▶ 原文摘录:

+===+

Populating Next Right Pointers in Each Node II

来源：Leetcode

原帖：https://oj.leetcode.com/problems/populating-next-right-pointers-in-each-node-ii/

题目：
Follow up for problem "Populating Next Right Pointers in Each Node".
What if the given tree could be any binary tree? Would your previous solution still work?
Note:
 You may only use constant extra space.
 For example,
 Given the following binary tree,
     1
    /  \
   2    3
  / \    \
 4   5    7
After calling your function, the tree should look like:
     1 -> NULL
    /  \
   2 -> 3 -> NULL
  / \    \
 4-> 5 -> 7 -> NULL

代码：

 /**  
  * Definition for binary tree with next pointer.  
  * struct TreeLinkNode {  
  * int val;  
  * TreeLinkNode *left, *right, *next;  
  * TreeLinkNode(int x) : val(x), left(NULL), right(NULL), next(NULL) {}  
  * };  
  */  
 class Solution {  
 public:  
   //Iteration: level by level  
   void connect(TreeLinkNode *root) {  
     if (!root) return;  
     TreeLinkNode *cur = root;  
     while (cur) { // level starting point  
       TreeLinkNode* level = cur;  
       TreeLinkNode* last = NULL;  
       cur = NULL;  
       while (level) { // level trarverse  
         TreeLinkNode *left = level->left;  
         TreeLinkNode* right = level->right;  
         if (!cur && (left || right)) {  
           cur = left ? left : right;  
         }  
         if (left) {  
           if (last) last->next = left;  
           last = left;  
         }  
         if (right) {  
           if (last) last->next = right;  
           last = right;  
         }  
         level = level->next;  
       }  
     }  
   }  
 };  
   
 class Solution {  
 public:    
   //Iterative BFS + Queue  
   void connect(TreeLinkNode *root) {  
     if (!root) return;  
     queue<TreeLinkNode*> q;  
     q.push(root);  
     TreeLinkNode *last = NULL;  
     while (!q.empty()) {  
       int size = q.size();  
       last = NULL;  
       for (int i = 0; i < size; ++i) {  
         TreeLinkNode* node = q.front(); q.pop();  
         if (last) last->next = node;  
         last = node;  
         if (node->left) {  
           q.push(node->left);  
         }  
         if (node->right) {  
           q.push(node->right);  
         }  
       }  
     }  
   }  
 };  
   
 // recursion  
 class Solution {  
 public:  
   void connect(TreeLinkNode *root) {  
     if(!root) return;  
     TreeLinkNode *p = root->next;  
     while(p){  
       if(p->left){  
         p = p->left;  
         break;  
       }  
       if(p->right){  
         p = p->right;  
         break;  
       }  
       p = p->next;  
     }  
     if(root->right)  
       root->right->next = p;  
     if(root->left)  
       root->left->next = root->right ? root->right : p;  
     connect(root->right);  
     connect(root->left);  
   }  
 };

+===+

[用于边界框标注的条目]
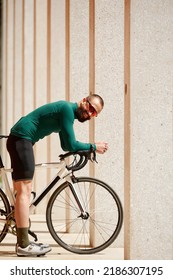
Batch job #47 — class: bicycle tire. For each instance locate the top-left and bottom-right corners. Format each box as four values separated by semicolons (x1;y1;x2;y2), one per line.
0;189;11;242
46;177;123;254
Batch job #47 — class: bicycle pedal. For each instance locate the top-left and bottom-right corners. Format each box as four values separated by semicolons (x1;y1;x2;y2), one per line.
28;229;38;242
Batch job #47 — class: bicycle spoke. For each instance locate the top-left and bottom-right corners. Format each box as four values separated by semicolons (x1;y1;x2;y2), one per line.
46;178;123;254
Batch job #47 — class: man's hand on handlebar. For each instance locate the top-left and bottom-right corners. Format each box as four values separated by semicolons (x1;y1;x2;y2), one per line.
95;142;108;154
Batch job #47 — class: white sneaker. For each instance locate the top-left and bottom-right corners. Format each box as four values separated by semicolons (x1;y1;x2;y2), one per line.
16;242;52;257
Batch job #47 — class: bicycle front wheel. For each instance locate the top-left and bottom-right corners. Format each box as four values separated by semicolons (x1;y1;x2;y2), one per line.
46;177;123;254
0;189;10;242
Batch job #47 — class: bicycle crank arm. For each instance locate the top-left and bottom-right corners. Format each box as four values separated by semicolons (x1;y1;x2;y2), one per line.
28;229;38;242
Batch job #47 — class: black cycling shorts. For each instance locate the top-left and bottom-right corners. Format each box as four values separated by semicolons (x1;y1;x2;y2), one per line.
7;135;35;181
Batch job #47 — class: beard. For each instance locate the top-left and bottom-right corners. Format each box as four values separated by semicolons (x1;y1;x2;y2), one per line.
75;107;91;122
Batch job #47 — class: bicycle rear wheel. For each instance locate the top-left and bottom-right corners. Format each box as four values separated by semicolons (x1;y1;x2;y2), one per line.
46;177;123;254
0;189;10;242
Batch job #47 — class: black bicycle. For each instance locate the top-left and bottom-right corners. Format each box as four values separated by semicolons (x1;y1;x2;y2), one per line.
0;136;123;254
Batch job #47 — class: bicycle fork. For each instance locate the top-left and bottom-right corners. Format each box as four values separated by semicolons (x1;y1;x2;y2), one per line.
66;175;89;220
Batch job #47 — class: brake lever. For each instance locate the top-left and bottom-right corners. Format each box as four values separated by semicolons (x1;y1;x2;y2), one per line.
89;151;98;163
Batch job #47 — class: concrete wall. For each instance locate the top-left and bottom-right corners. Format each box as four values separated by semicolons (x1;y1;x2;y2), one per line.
1;0;173;259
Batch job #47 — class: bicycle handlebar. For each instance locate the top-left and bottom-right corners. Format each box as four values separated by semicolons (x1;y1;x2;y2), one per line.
59;150;97;171
0;135;8;139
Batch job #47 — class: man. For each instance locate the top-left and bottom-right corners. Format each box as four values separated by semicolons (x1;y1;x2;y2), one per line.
7;94;108;256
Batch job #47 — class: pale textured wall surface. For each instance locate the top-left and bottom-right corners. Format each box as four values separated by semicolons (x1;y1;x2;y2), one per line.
2;0;124;247
2;0;173;259
129;0;173;259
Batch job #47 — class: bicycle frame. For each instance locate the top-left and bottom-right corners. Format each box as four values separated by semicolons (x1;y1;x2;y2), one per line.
0;158;85;213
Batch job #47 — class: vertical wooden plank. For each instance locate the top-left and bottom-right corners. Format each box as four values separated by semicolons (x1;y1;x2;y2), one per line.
89;0;95;177
89;0;96;247
21;0;25;115
124;0;131;259
22;0;35;115
65;0;70;100
47;0;51;184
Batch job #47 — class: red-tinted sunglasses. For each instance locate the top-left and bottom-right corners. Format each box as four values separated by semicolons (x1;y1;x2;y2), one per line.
87;100;97;117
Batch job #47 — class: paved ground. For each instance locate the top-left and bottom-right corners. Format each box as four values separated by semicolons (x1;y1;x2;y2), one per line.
0;215;124;260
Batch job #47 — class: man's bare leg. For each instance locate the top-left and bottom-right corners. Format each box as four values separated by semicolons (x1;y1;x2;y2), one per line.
13;180;32;248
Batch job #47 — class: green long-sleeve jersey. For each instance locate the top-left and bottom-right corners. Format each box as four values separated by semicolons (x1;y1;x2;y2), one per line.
11;101;96;151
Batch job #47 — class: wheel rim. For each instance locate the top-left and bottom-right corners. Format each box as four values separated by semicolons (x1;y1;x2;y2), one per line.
47;178;123;254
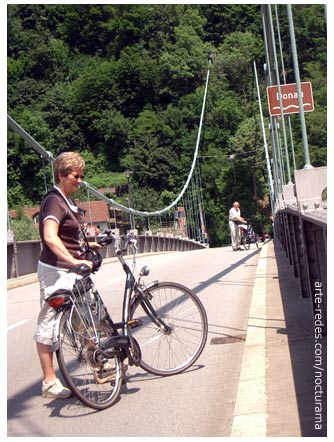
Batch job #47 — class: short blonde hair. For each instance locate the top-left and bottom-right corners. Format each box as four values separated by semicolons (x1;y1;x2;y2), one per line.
53;152;85;184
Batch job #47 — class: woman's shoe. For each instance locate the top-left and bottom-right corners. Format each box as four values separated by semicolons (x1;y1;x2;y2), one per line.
42;379;72;399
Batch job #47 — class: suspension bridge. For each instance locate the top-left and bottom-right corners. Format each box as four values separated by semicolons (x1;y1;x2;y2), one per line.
8;5;327;437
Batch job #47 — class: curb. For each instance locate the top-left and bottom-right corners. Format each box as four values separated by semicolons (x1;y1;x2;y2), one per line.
231;243;268;437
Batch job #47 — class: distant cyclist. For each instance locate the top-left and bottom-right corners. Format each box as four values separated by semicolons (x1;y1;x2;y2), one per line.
228;201;247;250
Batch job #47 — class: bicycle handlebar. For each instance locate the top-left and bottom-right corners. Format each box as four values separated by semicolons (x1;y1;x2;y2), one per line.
97;229;137;256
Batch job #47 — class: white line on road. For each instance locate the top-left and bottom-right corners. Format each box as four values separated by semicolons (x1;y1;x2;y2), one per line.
7;319;31;332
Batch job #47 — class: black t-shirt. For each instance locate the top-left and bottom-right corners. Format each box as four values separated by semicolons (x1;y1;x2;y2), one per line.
39;187;85;269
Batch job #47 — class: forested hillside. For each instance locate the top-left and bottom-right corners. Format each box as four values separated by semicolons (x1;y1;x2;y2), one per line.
7;4;327;245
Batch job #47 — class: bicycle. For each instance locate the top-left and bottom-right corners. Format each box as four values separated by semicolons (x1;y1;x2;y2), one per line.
239;221;259;250
46;230;208;410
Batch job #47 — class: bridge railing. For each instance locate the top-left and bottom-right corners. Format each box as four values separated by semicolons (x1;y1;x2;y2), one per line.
7;234;207;279
274;167;327;332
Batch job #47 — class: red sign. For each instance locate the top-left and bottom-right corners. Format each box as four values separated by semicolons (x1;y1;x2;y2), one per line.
267;82;314;116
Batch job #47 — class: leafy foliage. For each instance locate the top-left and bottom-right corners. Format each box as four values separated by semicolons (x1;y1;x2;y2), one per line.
7;4;327;245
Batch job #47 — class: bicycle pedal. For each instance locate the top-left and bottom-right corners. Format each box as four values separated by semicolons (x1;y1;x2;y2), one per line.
128;319;142;328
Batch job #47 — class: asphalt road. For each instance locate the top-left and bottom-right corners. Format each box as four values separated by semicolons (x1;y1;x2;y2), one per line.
7;245;259;437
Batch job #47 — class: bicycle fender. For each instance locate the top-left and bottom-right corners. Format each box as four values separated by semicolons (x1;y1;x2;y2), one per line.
50;310;64;352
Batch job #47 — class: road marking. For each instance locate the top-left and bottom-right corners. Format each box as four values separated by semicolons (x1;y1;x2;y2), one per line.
231;244;268;437
7;319;31;331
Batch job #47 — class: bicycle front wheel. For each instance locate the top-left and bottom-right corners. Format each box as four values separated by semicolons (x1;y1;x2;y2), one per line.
131;282;208;376
57;310;122;410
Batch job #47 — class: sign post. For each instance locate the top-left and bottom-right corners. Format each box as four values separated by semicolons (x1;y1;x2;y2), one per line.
267;82;314;117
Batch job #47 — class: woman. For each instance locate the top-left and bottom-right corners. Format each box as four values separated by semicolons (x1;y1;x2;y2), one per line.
228;201;247;250
34;152;99;398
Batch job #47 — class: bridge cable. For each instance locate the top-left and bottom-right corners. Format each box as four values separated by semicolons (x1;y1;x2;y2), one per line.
7;57;212;221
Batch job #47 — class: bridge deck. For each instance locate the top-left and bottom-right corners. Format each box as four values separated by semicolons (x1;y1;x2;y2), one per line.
8;241;327;437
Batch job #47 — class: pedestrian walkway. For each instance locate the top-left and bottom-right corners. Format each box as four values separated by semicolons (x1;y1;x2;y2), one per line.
231;241;327;437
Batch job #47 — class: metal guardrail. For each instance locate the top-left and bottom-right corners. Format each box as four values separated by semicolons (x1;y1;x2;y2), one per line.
7;234;207;279
274;167;327;332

+===+

▶ 完成任务: 依据原文摘录，题目的 Note 部分对额外空间的使用有什么限制？

▶ 完整答案: 只能使用常数级的额外空间。